→ **ACTIONS TO TAKE**:
1. Answer these from the passage on Critchley and video art:
(a) What does Critchley eat while he describes the failures of translation?
(b) In what year did Steve McQueen make Catch?
(c) In Catch, who throws the video camera back and forth with the artist?
2. Carry on the passage on Critchley and video art with a few more sentences, starting after its final sentence.

→ **PAGE TEXT**:
◆ ◆ ◆ ◆ ◆

Critchley describes (while eating an apple) the failures of translation between writing something down and its realisation as an artwork. The words are mashed up as he crunches away. For an artwork to ‘work’ it must go beyond descriptive language otherwise there is no need for it to be made. This process brings the work into negotiation with doubt and error, which are exacerbated when the artist releases control once the work is ready to embrace the possibilities of failure , when the work is presented to an audience. Another idea Critchley recounts, and enacts, is to set the camera on the end of a plank while he jumps about on the other end, a plan that would lead inevitably to an unreliable documentary as the camera would move away from the subject, or even break in the process. The description brings to mind Matthew Crawley’s 1999 work with the self explanatory title: Turning on a video camera, opening it up, and poking around in there until it breaks, or Steve McQueen’s Catch of 1997, that shows the artist and his sister throwing a video camera back and forth while it is recording. This performed document is a film-as-event that, as with much of McQueen’s practice, brings about a physical relationship to the film; it is head spinning and disorienting as one tries to make sense of what is being shown. McQueen engages with the impossibilities and resistances of representation, and does so with a politically charged attitude, mindful of the failures in the very operations of attempting to show experience.

◆ ◆ ◆ ◆ ◆

→ **LISTED ENTRIES**:

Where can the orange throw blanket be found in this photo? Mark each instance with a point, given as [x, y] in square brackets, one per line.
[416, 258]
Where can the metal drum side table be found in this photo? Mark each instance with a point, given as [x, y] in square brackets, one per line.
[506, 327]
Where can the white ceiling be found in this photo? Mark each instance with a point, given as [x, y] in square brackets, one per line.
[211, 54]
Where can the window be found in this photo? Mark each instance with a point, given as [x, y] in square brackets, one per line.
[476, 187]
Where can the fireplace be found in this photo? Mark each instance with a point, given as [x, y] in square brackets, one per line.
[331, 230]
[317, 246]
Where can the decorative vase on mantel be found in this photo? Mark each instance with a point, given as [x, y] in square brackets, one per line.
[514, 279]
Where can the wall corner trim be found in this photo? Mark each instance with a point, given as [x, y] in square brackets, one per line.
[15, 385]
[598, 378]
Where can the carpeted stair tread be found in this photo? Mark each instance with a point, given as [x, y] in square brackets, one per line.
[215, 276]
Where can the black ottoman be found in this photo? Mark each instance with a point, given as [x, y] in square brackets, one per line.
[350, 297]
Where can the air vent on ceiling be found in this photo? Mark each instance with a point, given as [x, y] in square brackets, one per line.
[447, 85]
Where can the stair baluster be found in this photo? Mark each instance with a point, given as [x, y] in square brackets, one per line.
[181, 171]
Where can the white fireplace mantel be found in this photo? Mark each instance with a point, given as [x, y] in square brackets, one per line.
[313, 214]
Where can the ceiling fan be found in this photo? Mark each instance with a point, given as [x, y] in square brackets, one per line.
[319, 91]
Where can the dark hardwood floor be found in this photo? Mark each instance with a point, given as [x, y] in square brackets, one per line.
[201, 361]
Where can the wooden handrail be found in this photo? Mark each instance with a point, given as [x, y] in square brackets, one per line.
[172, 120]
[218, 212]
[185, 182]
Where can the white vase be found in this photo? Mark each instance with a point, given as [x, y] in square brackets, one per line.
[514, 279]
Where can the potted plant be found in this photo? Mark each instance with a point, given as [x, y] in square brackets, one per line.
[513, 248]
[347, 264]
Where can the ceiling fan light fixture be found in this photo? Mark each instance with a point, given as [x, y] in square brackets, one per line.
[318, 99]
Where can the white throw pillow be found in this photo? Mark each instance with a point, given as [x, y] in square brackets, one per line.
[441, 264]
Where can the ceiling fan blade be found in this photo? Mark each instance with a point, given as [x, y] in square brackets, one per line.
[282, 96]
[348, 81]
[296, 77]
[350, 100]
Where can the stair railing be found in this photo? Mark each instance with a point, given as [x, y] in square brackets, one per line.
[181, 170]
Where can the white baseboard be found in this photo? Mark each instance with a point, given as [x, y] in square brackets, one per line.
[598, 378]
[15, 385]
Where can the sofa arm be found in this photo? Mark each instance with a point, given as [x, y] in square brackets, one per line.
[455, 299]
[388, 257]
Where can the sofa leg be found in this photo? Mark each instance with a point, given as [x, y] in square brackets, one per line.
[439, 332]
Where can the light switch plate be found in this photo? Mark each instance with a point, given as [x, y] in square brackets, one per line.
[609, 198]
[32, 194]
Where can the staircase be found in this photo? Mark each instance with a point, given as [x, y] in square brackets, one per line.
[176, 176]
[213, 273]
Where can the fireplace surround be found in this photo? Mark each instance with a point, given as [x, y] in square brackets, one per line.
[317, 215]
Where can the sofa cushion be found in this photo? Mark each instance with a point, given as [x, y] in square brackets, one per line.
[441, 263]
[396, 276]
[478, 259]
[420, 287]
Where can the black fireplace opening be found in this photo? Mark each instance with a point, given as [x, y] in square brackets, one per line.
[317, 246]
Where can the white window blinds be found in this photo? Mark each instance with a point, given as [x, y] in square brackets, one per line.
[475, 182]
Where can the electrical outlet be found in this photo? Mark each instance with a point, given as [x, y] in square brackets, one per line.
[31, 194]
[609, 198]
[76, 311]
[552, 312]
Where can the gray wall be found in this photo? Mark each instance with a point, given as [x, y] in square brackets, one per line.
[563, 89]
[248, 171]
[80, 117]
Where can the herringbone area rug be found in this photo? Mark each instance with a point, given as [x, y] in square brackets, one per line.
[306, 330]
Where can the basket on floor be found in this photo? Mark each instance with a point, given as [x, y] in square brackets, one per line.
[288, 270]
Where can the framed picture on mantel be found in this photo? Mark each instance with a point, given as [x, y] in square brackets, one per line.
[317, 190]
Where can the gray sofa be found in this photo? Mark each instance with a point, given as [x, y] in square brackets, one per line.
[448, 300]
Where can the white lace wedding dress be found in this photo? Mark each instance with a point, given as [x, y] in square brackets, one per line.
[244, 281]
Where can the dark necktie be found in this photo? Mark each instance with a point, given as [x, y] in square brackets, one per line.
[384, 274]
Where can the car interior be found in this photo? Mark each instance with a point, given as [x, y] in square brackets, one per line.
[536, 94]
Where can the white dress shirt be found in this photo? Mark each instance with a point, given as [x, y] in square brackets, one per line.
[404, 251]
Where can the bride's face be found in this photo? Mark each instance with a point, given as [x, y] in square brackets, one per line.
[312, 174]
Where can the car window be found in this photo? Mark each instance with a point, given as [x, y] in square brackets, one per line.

◆ ◆ ◆ ◆ ◆

→ **REPLIES**:
1.
(a) An apple.
(b) 1997.
(c) His sister.

2.
As Critchley’s Pieces I Never Did continues, the screaming of ‘shut up’ persists and the dominant narrative slips between the professional account of rejected ideas as the, at turns, angry and tragic figure demanding an end to some unspecified conversation. It is as if the artist is desperately blanking out this rational description of works that were never made, proposals perhaps rejected because the idea was too flawed or dangerous, or because another artist could make the same piece better, or that it was irrelevant in some way or simply forgot about. All the while, these now-made works annoyingly interrupt the narrative of unrealised works. Other, more recent, catalogues of unrealised projects are Hans Ulrich Obrist’s Unbuilt Roads or the online archive Unrealised Projects devised by artist Sam Ely and Lynn Harris. These collections show proposals that have been deemed failures before they have been realised, yet nonetheless they are released into the space of critical engagement.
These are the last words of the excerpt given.